Your task -
Look through the listing for the string "table" and copy out every line that holds it.

(Data shown)

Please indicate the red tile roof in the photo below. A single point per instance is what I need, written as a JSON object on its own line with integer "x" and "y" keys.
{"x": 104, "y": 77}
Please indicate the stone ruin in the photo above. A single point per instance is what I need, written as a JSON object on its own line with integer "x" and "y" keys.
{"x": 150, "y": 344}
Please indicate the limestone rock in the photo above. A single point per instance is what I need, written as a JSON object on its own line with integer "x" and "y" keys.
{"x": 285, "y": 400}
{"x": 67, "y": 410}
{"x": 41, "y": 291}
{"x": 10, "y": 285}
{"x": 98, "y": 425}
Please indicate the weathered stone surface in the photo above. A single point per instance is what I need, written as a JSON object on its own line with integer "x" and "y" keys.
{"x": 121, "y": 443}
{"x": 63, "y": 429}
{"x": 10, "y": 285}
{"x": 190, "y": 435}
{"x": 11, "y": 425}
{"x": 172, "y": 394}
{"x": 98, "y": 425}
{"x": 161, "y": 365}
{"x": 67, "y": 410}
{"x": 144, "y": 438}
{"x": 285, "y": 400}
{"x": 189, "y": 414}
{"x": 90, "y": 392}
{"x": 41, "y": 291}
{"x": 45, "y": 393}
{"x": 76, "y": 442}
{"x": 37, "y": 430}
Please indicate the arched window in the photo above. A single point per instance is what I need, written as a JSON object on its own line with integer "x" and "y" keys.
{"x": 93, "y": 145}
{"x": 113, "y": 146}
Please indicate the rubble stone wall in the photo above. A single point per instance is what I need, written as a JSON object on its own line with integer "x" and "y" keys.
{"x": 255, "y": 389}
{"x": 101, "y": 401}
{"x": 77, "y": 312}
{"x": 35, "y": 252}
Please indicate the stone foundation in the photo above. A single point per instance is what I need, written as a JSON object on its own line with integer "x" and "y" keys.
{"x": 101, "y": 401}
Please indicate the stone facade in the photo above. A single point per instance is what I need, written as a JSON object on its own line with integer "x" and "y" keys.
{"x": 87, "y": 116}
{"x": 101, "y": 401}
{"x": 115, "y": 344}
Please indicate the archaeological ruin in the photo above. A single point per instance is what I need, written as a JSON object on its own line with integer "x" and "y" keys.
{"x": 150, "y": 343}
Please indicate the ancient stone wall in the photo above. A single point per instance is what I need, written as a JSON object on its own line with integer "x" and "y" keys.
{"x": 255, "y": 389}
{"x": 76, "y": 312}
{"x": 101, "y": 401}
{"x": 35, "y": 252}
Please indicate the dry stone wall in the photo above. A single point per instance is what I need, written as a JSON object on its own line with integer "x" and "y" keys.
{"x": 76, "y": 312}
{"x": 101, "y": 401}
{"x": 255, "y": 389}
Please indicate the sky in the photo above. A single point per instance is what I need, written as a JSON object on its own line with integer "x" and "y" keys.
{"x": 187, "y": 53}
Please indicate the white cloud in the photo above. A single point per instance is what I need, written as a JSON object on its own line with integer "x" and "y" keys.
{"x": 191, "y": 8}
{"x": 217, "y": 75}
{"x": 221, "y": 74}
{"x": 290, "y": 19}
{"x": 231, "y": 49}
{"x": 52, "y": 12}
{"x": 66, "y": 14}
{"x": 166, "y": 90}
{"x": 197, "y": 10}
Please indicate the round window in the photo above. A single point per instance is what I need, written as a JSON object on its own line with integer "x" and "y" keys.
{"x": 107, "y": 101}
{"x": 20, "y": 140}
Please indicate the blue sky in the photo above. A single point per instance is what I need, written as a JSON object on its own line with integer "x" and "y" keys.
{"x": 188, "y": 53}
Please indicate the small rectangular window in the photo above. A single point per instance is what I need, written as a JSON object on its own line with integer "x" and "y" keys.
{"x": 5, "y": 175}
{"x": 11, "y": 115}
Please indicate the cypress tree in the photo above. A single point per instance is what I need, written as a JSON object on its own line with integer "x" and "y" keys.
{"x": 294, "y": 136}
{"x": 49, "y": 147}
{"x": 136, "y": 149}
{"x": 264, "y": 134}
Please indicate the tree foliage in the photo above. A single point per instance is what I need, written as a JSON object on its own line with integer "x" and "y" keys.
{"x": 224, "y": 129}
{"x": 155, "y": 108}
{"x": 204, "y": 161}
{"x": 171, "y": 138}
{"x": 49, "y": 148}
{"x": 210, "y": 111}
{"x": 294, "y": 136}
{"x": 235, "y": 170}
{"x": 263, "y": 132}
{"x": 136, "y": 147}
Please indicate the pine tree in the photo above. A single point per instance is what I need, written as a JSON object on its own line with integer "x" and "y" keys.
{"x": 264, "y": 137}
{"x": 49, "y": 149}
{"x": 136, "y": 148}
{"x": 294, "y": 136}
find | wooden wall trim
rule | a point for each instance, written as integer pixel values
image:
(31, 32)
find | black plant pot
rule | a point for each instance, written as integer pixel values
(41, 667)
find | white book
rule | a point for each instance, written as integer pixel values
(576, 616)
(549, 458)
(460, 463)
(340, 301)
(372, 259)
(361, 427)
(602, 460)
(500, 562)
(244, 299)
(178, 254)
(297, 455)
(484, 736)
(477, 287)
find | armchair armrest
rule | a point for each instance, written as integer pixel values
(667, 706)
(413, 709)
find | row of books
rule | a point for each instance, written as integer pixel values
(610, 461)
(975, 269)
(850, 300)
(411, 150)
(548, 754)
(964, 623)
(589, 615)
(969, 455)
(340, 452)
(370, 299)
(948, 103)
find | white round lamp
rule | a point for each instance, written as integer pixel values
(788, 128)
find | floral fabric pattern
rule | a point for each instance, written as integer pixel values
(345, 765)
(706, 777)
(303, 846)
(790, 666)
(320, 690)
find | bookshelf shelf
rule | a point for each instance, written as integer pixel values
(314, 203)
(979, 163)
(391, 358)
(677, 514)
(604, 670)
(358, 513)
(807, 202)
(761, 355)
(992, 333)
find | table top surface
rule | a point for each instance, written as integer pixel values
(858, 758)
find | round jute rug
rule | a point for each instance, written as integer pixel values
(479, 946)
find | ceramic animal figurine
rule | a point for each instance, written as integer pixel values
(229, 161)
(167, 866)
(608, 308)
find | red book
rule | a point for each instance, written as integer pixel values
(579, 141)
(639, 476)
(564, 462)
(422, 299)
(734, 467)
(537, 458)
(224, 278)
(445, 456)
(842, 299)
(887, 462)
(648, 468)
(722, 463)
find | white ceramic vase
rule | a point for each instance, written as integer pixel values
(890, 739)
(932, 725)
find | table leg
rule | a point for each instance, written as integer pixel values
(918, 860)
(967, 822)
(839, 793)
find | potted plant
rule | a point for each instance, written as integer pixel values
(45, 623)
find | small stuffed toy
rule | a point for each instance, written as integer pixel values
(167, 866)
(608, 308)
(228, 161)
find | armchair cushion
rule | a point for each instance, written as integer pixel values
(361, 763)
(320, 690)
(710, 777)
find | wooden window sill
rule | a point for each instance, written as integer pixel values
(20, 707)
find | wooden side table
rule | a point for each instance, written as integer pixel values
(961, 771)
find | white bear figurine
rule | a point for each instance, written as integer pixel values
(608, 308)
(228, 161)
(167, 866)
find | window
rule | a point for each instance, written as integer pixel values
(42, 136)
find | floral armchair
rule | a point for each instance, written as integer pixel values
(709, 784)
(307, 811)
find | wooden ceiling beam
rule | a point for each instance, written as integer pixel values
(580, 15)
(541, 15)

(End Data shown)

Written solution -
find | table top surface
find | table leg
find | wooden side table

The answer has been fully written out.